** EXTRACT TO READ **
____
Before They Were Teachers

You know your teachers as… your teachers. They come to school, educate you, and that’s it. You have good relationships with some and not so good relationships with others. But one thing you might not have realized is that some teachers had entirely different jobs before they became your teacher.

Mrs. Burke

Mrs. Burke teaches many different classes at Verona High School including Introduction to Financial Literacy, Honors Accounting,AP Microeconomics, AP Macroeconomics, Introduction to Digital Design, Digital Design I and II, and Digital Photography. Some would say she does it all.

Before she did all of this, she worked at many different hotels in hospitality.

At this hotel, she had many leadership positions in Management Information Systems and Property Operations.

“I was responsible for departmental budgets and did support the accounting staff with the processes and systems that they used.”

This background in business then transferred into teaching students these tools that will help them be prepared for the business world.

Mrs. Francis

Mrs. Francis, VHS’s school nurse, is who most students go to whenever they are having a problem. In only her third year at Verona High School she has made a big impact on students’ lives, but what many people don’t know is that she actually helped people as an oncology nurse for 25 years.

Graduating from Wayne Paterson with a BSN in nursing, Mrs. Francis went on to work in many hospitals such as Saint Barnabas and Hackensack Hospital.

“I helped patients who had cancer and gave them chemo” she said while smiling with a rightful sense of pride.

Mr. Scott

We all know Mr. Scott as a tenth grade chemistry teacher, but you might be surprised to learn that he was actually a synthetic organic medicinal chemist for twelve years before becoming a teacher.

When he was a chemist, he worked on “inventing treatments for diseases including cancer and type 2 diabetes.”

Mr. Scott became an inventor and author on fourteen different patents and helped to create computer models that would help to work with compounds on computers.

He says that there is something exciting about working with compounds and realizing, “”this compound has never existed in the history of the world, and I not only made it, but I planned it and made it with the purpose of making people’s lives better.”

With this background in chemistry, he decided to share his wealth of knowledge with students and venture into the field of education.
____
** DATA EXCERPTS **
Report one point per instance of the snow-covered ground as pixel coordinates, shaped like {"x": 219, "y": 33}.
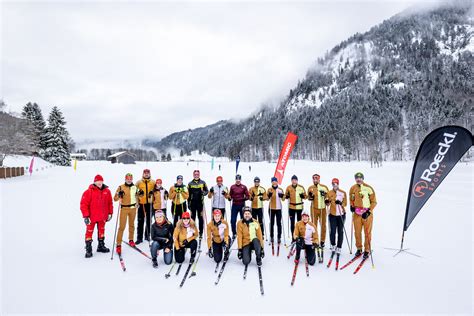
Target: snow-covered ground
{"x": 44, "y": 269}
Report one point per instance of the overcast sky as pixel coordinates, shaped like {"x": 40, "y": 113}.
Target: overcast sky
{"x": 127, "y": 70}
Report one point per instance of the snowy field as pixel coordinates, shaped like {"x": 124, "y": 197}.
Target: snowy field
{"x": 44, "y": 269}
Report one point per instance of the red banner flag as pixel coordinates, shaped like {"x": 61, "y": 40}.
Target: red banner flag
{"x": 31, "y": 165}
{"x": 285, "y": 153}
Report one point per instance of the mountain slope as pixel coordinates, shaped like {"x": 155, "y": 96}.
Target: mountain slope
{"x": 374, "y": 96}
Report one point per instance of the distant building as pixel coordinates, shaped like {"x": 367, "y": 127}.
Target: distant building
{"x": 124, "y": 157}
{"x": 79, "y": 156}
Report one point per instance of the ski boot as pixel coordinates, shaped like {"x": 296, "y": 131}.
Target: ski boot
{"x": 259, "y": 260}
{"x": 88, "y": 248}
{"x": 101, "y": 247}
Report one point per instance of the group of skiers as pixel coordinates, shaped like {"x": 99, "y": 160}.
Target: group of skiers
{"x": 148, "y": 199}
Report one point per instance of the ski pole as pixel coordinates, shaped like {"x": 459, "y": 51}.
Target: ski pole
{"x": 352, "y": 228}
{"x": 167, "y": 275}
{"x": 115, "y": 234}
{"x": 344, "y": 228}
{"x": 149, "y": 221}
{"x": 205, "y": 219}
{"x": 370, "y": 246}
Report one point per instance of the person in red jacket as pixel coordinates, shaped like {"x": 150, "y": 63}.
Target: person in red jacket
{"x": 96, "y": 208}
{"x": 238, "y": 194}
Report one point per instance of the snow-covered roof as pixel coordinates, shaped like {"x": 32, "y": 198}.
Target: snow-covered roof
{"x": 117, "y": 154}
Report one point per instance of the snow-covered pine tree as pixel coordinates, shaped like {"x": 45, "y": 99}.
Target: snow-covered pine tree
{"x": 36, "y": 125}
{"x": 57, "y": 139}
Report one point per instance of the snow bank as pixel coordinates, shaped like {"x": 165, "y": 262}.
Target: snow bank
{"x": 24, "y": 161}
{"x": 44, "y": 269}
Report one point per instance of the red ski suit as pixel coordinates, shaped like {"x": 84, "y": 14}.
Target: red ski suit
{"x": 97, "y": 205}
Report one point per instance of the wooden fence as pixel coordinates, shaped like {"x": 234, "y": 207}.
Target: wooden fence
{"x": 10, "y": 172}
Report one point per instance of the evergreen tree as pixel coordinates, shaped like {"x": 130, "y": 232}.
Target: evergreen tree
{"x": 56, "y": 139}
{"x": 35, "y": 125}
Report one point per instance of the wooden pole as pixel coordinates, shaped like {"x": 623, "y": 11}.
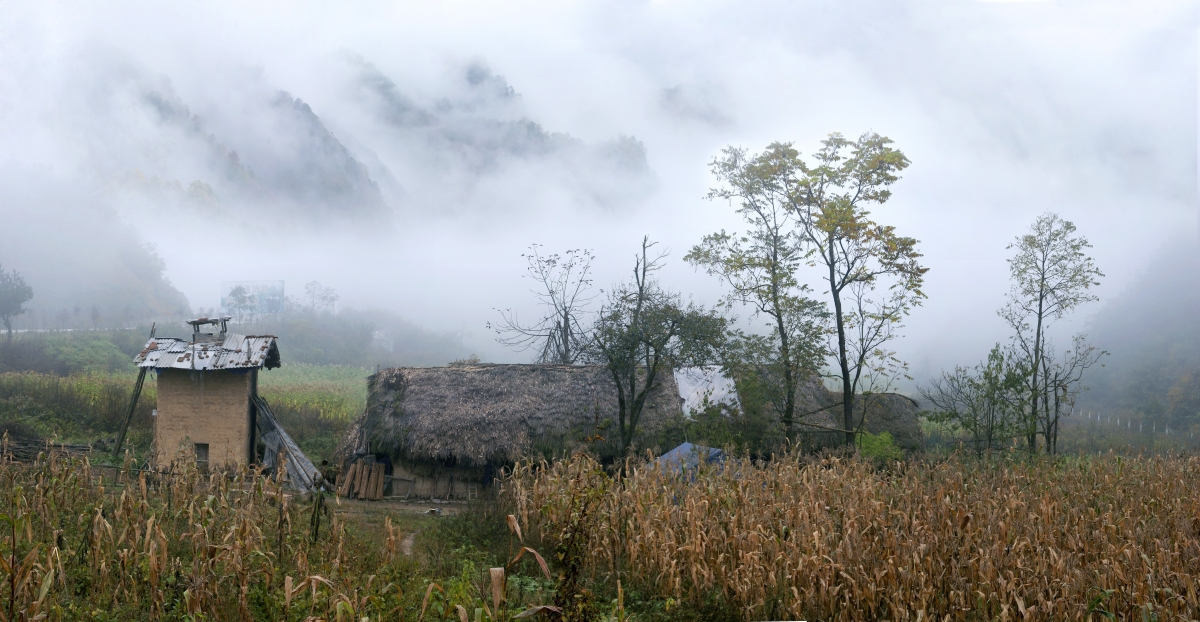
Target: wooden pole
{"x": 133, "y": 405}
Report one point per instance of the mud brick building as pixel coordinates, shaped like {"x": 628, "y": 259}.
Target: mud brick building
{"x": 208, "y": 394}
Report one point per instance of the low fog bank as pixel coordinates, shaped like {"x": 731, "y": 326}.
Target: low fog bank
{"x": 408, "y": 156}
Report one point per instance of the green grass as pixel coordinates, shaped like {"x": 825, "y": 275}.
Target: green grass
{"x": 315, "y": 404}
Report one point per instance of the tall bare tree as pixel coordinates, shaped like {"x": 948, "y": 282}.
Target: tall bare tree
{"x": 564, "y": 289}
{"x": 15, "y": 292}
{"x": 1062, "y": 383}
{"x": 642, "y": 332}
{"x": 760, "y": 269}
{"x": 1051, "y": 275}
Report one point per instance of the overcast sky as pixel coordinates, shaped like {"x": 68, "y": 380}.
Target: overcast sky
{"x": 1006, "y": 109}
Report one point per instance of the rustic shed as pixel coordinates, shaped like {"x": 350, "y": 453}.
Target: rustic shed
{"x": 209, "y": 405}
{"x": 447, "y": 430}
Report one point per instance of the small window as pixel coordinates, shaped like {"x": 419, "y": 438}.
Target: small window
{"x": 202, "y": 456}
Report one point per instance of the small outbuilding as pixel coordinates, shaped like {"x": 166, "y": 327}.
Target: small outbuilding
{"x": 447, "y": 431}
{"x": 208, "y": 388}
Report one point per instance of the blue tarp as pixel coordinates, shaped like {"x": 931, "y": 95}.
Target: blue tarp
{"x": 688, "y": 456}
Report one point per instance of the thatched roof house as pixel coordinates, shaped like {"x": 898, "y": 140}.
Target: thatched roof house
{"x": 461, "y": 422}
{"x": 886, "y": 412}
{"x": 479, "y": 414}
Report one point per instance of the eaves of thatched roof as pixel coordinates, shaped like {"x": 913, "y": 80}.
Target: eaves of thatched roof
{"x": 478, "y": 414}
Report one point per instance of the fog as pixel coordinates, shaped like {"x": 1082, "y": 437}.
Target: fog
{"x": 408, "y": 155}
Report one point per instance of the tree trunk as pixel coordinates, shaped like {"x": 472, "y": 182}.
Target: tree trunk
{"x": 847, "y": 389}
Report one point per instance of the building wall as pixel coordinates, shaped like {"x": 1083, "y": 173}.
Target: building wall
{"x": 445, "y": 483}
{"x": 209, "y": 407}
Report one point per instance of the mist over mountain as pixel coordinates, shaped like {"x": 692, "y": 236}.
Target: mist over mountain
{"x": 1152, "y": 334}
{"x": 407, "y": 155}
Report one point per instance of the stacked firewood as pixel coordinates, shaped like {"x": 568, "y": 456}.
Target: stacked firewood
{"x": 364, "y": 480}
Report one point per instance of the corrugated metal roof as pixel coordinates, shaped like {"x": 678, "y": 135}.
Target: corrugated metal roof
{"x": 235, "y": 352}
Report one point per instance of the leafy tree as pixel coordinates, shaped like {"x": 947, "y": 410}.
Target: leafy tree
{"x": 760, "y": 269}
{"x": 563, "y": 289}
{"x": 1051, "y": 275}
{"x": 641, "y": 332}
{"x": 985, "y": 402}
{"x": 873, "y": 275}
{"x": 1183, "y": 401}
{"x": 15, "y": 292}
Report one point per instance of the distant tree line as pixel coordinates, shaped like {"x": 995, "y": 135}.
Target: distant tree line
{"x": 804, "y": 219}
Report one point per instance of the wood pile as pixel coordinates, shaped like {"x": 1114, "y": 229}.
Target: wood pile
{"x": 364, "y": 480}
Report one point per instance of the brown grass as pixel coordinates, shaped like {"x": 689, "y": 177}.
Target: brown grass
{"x": 843, "y": 539}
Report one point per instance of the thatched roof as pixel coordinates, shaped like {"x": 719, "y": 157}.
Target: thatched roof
{"x": 886, "y": 412}
{"x": 478, "y": 414}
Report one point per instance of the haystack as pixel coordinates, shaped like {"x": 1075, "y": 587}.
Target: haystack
{"x": 454, "y": 426}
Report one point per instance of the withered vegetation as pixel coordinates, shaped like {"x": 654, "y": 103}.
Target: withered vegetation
{"x": 846, "y": 539}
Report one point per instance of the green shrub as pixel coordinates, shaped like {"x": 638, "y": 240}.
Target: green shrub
{"x": 880, "y": 446}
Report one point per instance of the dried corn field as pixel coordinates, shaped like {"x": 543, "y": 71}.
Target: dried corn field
{"x": 843, "y": 539}
{"x": 79, "y": 542}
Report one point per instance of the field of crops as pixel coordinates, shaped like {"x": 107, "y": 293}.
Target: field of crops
{"x": 850, "y": 539}
{"x": 313, "y": 402}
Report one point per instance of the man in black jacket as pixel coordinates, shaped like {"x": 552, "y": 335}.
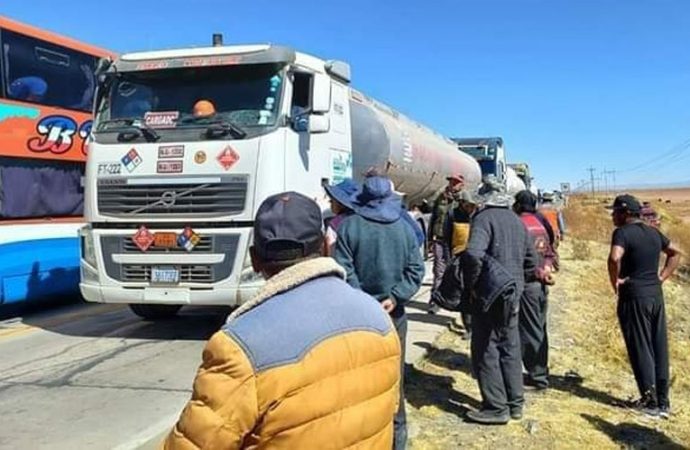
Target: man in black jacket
{"x": 496, "y": 358}
{"x": 634, "y": 274}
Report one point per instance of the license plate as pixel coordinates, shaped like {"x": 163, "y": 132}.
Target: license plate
{"x": 165, "y": 240}
{"x": 165, "y": 275}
____
** INSTRUCTIONS FOR THE TASK **
Write the next part of the article about teachers' careers before teaching, picking up after its last sentence. The listing isn't needed for anything here.

** EXERCISE RESPONSE **
Mr. Cashill

Mr. Cashill is an Algebra I and AP Statistics teacher who has been teaching for 15 years. Although he is a veteran compared to some, he admits he “still feels like a newbie”.

This “newbie” feeling could come from his previous career of working for Exxon.

Mr. Cashill graduated from Virginia Tech and started this career at Exxon shortly after, working there for 34 years.

This career took him to live in New Jersey, New York, and even Saudi Arabia.

       After taking an early retirement he decided to go into the teaching world,working for Plainfield High School in Plainfield, New Jersey, and then Verona High School shortly after.

But when talking about his dream job he says, “If I could I would love to sing and dance and act in a Broadway show!

Mrs. Pico

Before Mrs. Pico became a math teacher, she worked as a bank teller all through high school and college, and at a customer service office at a department store. She worked with money and made sure everything was balanced.

Mrs. Pico has been wanted to be a teacher since she was a child, saying that she would “make up worksheets for her parents and grandparents to do” to pretend she was a teacher. She “loved math” and knew that was what she wanted to do.

Mr. Maher

Mr. Maher worked for two years for a company that owned department stores throughout the United States to save up money for graduate school. He then worked for UPS at night while getting all of this teaching certification courses in during the day. He would get home at 4 a.m. and get up at 8 a.m. to go to more classes.

Mr. Maher always wanted to teach history so that he could “to do something to better society” and really try to make a difference in young people’s lives.